→ WORK TASK: Extend the passage on the Master Trust model for aircraft asset-backed securitization, continuing after its final sentence.

→ TEXT:
•••
Application for future issuers

The Master Trust model is not a one-size-fits-all solution. It is best suited to lessors and platforms that expect to complete multiple securitizations over a defined period - particularly those with access to a sizable, forward-visible fleet. For issuers planning three or more ABS deals within 24 months, the Master Trust structure can offer meaningful advantages in cost, time and flexibility.

Critically, the model favors organizations with pre-identified aircraft portfolios. Carlyle’s AASET MT-1 platform was built on a pre-identified pool of 70 plus aircraft, with 46 aircraft from that pool included in its first two issuances. This kind of portfolio certainty enables tighter alignment with investor expectations and structural integrity across issuances.

That said, future adopters do not need to have every aircraft in-hand. What is required are robust structural constraints to ensure consistency across the trust, regardless of when or how new aircraft are added. These constraints may include:

  • Maximum average age thresholds
  • Minimum remaining lease terms
  • Specific credit quality standards for lessees
  • Limits on aircraft types (e.g., narrowbody vs. widebody)
  • Required percentage of new-technology aircraft

Such parameters must be codified in the Master Trust documentation and adhered to across all issuances. This ensures that later issuances do not dilute the quality or creditworthiness of the overall pool, protecting both current and future noteholders. Importantly, these structural rules help maintain transparency and continuity for investors - one of the key differentiators of the Master Trust format.

While Carlyle was the first to implement this model in aviation ABS, the approach is not without precedent. Similar structures are common in auto and equipment ABS, particularly among high volume issuers with consistent origination pipelines. As consolidation continues across the aircraft leasing space, other lessors may find themselves in a position similar to Carlyle’s - holding a large fleet with a multi-year securitization plan. For these firms, a Master Trust could offer the 
optimal vehicle.
•••
→ AVAILABLE DATA:
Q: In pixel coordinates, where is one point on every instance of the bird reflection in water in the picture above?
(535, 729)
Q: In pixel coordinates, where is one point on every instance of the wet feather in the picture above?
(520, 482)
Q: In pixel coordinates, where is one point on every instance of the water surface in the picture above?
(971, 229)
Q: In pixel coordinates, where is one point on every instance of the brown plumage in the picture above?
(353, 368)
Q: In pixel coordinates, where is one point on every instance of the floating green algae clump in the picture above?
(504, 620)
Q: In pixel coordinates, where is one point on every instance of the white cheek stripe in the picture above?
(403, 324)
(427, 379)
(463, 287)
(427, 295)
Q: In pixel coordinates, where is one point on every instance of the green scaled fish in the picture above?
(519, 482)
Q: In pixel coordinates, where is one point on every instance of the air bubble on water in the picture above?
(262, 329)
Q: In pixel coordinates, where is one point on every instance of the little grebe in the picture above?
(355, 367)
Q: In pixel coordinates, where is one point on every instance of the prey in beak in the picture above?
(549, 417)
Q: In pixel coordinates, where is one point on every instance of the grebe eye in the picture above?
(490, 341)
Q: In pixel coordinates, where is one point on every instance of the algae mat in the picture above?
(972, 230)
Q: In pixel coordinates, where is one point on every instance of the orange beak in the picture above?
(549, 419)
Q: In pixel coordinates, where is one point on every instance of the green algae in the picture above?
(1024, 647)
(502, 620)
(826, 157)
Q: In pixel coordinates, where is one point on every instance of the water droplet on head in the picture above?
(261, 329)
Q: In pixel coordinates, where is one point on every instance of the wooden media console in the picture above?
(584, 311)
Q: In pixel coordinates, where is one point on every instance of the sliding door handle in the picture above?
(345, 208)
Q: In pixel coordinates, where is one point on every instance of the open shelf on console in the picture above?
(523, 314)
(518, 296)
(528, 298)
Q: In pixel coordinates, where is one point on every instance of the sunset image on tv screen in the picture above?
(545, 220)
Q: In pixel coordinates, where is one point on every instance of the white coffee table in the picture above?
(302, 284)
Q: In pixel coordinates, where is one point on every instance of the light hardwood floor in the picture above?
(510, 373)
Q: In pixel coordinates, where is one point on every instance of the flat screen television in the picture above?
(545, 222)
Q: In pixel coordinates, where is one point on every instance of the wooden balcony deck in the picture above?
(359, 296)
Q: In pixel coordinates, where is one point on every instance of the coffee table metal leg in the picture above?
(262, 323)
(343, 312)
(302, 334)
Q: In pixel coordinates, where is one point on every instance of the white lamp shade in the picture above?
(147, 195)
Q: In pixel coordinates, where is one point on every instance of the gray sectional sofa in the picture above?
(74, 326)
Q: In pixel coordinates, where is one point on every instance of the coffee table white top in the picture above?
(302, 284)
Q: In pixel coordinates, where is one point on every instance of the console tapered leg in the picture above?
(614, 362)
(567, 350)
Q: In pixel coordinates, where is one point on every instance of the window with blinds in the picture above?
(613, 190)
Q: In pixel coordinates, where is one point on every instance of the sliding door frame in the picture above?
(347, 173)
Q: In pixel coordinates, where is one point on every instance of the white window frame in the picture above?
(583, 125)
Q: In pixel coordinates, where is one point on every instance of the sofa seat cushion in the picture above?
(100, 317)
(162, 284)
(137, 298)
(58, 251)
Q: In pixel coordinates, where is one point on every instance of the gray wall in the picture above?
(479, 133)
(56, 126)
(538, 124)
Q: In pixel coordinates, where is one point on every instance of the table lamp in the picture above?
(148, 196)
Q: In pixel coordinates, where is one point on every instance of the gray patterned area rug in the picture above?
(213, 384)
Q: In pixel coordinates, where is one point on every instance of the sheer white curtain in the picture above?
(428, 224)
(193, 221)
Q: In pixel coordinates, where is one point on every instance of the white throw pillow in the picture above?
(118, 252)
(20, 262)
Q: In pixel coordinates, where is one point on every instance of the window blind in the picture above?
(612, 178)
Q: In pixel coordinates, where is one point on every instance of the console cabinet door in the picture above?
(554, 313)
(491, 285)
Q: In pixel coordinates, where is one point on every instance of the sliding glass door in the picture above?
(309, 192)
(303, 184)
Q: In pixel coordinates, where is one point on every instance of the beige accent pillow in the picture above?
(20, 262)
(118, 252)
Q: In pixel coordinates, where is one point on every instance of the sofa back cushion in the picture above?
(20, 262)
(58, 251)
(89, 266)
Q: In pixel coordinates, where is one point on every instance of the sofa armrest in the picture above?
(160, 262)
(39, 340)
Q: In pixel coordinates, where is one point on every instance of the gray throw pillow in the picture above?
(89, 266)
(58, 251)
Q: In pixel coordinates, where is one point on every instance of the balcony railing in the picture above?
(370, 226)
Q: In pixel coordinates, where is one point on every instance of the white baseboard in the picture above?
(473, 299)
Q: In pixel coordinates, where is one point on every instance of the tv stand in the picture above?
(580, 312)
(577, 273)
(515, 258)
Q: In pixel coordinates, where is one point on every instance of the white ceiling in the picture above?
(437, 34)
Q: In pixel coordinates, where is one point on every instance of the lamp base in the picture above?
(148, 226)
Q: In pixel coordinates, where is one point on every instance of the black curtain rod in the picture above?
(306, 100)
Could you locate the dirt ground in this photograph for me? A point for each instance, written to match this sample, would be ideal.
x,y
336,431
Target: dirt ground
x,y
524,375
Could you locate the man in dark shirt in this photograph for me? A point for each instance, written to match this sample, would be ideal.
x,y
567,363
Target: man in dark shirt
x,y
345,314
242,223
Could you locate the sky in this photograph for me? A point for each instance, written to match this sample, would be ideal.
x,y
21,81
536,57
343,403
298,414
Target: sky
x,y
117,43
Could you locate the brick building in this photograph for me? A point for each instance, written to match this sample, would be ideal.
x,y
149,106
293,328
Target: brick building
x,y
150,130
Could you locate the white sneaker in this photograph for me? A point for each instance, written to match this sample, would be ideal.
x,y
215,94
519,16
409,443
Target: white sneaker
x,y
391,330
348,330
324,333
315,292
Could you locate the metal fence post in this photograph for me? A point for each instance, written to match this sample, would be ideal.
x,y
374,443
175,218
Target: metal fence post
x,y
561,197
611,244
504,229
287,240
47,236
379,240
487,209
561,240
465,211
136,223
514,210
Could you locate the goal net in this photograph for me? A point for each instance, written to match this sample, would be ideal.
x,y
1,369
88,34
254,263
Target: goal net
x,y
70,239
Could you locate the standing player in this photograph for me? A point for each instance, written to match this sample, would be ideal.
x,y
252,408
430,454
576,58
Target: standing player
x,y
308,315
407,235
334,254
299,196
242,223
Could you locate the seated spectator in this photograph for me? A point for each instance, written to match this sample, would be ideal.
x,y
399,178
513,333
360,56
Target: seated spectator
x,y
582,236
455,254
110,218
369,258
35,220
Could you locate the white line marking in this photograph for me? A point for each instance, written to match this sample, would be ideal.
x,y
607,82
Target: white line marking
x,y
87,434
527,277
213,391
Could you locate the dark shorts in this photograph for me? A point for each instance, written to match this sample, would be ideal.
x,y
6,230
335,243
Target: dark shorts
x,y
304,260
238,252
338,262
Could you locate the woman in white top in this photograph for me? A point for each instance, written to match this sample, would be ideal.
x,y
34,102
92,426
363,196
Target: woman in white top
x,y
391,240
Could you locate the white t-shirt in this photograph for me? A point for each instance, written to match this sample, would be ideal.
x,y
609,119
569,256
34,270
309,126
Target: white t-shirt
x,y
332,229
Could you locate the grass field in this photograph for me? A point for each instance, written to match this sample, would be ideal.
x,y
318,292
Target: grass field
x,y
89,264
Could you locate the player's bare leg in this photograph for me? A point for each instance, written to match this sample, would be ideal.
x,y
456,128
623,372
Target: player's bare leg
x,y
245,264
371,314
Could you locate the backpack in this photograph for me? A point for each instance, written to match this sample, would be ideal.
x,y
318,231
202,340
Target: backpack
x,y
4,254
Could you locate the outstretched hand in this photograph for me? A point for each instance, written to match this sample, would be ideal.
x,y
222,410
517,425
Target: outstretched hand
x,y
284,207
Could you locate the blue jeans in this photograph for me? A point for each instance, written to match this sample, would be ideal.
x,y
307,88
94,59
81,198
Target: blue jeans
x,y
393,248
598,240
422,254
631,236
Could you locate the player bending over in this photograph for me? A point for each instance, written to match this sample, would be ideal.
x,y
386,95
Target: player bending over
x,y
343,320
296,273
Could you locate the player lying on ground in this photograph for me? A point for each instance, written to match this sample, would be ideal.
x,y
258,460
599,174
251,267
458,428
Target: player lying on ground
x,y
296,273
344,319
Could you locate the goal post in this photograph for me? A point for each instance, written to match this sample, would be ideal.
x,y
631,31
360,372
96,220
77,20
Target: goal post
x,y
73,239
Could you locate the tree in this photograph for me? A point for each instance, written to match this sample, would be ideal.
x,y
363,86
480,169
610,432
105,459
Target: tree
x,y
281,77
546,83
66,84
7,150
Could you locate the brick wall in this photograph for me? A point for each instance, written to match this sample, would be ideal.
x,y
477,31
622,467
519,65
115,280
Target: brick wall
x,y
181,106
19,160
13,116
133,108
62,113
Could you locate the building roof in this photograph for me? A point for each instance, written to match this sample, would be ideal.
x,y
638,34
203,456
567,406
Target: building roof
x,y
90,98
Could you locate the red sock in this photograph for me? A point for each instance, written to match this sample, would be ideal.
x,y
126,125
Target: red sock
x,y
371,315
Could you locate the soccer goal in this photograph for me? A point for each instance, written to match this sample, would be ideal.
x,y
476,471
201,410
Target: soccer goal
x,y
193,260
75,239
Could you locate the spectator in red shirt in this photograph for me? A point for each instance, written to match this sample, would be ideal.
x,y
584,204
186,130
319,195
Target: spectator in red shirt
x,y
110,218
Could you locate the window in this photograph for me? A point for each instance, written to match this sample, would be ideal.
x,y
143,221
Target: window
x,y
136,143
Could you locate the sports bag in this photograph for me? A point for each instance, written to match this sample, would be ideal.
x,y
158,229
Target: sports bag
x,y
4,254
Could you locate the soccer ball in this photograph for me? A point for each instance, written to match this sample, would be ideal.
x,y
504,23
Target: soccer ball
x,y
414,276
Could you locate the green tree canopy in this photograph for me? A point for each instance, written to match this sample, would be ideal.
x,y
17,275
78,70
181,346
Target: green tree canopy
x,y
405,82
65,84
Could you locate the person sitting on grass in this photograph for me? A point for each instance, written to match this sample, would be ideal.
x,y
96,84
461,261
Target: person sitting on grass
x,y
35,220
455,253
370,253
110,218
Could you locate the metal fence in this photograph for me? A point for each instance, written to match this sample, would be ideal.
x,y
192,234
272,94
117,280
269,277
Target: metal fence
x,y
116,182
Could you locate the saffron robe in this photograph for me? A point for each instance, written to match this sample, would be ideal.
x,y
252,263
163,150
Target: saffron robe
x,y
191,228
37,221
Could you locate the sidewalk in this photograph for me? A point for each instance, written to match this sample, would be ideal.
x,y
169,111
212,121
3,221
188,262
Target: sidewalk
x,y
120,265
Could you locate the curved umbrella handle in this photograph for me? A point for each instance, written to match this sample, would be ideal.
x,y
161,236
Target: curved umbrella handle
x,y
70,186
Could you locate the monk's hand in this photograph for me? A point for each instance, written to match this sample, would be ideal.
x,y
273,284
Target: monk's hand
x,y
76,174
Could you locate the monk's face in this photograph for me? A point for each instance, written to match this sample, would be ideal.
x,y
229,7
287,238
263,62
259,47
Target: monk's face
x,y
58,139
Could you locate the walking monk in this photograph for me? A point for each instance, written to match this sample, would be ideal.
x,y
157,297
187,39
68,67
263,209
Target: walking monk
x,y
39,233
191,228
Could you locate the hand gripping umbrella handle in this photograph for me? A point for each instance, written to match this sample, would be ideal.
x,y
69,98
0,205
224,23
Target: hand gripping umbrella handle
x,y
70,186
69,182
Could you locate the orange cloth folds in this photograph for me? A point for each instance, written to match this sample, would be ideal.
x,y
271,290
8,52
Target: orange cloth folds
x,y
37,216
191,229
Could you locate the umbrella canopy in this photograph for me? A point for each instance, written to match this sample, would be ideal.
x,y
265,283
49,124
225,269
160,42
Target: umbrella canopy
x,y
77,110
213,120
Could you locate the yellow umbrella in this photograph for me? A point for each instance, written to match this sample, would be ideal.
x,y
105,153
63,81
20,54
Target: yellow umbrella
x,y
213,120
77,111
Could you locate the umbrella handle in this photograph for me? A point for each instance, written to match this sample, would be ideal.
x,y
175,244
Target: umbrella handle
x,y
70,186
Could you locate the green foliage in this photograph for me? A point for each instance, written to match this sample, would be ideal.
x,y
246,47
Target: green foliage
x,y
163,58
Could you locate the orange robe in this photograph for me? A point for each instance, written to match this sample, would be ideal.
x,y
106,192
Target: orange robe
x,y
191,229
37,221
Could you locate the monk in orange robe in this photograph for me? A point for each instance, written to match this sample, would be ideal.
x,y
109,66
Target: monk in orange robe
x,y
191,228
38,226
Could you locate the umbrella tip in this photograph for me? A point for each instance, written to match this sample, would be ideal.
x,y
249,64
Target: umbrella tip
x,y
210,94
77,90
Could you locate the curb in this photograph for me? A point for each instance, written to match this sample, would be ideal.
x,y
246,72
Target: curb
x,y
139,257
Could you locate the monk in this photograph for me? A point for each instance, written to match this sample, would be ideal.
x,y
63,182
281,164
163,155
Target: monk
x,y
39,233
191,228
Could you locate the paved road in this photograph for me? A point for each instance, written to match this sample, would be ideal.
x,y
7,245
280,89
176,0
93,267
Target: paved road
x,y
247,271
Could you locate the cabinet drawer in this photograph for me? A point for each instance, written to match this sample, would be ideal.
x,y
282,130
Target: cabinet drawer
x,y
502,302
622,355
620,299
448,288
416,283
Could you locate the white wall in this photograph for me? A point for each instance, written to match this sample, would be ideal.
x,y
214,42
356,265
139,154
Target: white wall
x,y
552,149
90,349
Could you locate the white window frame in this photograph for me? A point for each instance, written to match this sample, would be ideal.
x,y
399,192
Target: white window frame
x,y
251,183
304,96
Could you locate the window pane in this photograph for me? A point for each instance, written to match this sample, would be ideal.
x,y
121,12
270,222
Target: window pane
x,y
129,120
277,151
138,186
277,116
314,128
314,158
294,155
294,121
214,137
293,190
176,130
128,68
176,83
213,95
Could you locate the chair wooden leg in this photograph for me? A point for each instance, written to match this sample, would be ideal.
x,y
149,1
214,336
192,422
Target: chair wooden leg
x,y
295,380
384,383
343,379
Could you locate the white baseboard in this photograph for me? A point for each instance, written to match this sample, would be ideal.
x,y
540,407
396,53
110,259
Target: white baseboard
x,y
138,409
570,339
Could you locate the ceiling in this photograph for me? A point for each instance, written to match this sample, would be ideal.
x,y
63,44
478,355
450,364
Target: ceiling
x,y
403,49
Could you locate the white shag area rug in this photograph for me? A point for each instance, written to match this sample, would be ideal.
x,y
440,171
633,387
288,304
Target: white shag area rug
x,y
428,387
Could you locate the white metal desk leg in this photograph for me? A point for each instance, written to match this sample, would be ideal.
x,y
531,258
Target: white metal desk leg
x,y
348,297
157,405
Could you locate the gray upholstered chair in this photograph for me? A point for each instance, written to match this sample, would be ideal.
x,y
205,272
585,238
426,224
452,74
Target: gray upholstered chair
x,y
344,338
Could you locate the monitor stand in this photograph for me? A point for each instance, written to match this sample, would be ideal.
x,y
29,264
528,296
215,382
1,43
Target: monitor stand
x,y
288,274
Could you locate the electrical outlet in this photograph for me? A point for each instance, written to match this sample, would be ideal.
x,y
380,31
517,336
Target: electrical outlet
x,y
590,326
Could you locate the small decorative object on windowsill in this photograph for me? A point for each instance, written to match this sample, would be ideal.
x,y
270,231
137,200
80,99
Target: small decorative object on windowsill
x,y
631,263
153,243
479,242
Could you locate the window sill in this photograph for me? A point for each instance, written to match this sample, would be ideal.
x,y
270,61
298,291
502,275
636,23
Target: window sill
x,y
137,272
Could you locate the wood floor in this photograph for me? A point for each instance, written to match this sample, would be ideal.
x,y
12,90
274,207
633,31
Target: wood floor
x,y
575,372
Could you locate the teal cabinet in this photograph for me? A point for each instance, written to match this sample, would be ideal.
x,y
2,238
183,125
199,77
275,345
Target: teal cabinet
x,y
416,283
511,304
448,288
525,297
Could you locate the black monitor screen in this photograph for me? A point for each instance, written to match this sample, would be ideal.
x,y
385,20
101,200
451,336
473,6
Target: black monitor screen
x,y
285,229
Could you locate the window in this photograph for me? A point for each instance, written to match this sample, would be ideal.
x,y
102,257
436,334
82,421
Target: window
•••
→ RESULT BELOW:
Adopting the structure will still require thoughtful planning, including early engagement with investors, rating agencies, legal counsel and liquidity providers. Managing agent selection is also a critical component, as a single party will be responsible for consolidated waterfall execution, compliance tracking and investor reporting across all series.

Ultimately, the Master Trust model is a fit-for-purpose tool. It is not suitable for every issuer, but for those with sufficient volume, portfolio clarity, and execution discipline, it offers a path to more efficient capital markets access. As market familiarity grows and execution proof points accumulate, more issuers may find that this “next evolution” in aviation ABS is also a logical next step for them.

 

A Smarter Way Forward

The Master Trust structure represents a meaningful evolution in aviation ABS - purpose-built for scale, efficiency and sustained issuance. By replacing the one-deal-one-structure model with an open, flexible platform, it enables repeat issuers to consolidate execution, streamline operations, and enhance transparency across multiple deals.

The early success of the AASET MT-1 platform has shown that this model is not only viable but advantageous for issuers seeking operational leverage, for investors demanding visibility and diversification and for the market as a whole as it adapts to a  
higher-volume environment.

This is not a theoretical framework or one-off experiment. It is a practical, proven solution for issuers with meaningful deal flow and pre-identified portfolios. Where traditional ABS created silos, the Master Trust builds bridges - linking past, present and future issuances in a single, coherent structure with shared standards and integrated oversight. For aviation lessors with serial issuance needs, the message is clear: a Master Trust platform is worth serious consideration. When the fundamentals are in place – portfolio scale, deal frequency and structural discipline – the benefits are real, repeatable and increasingly hard to ignore.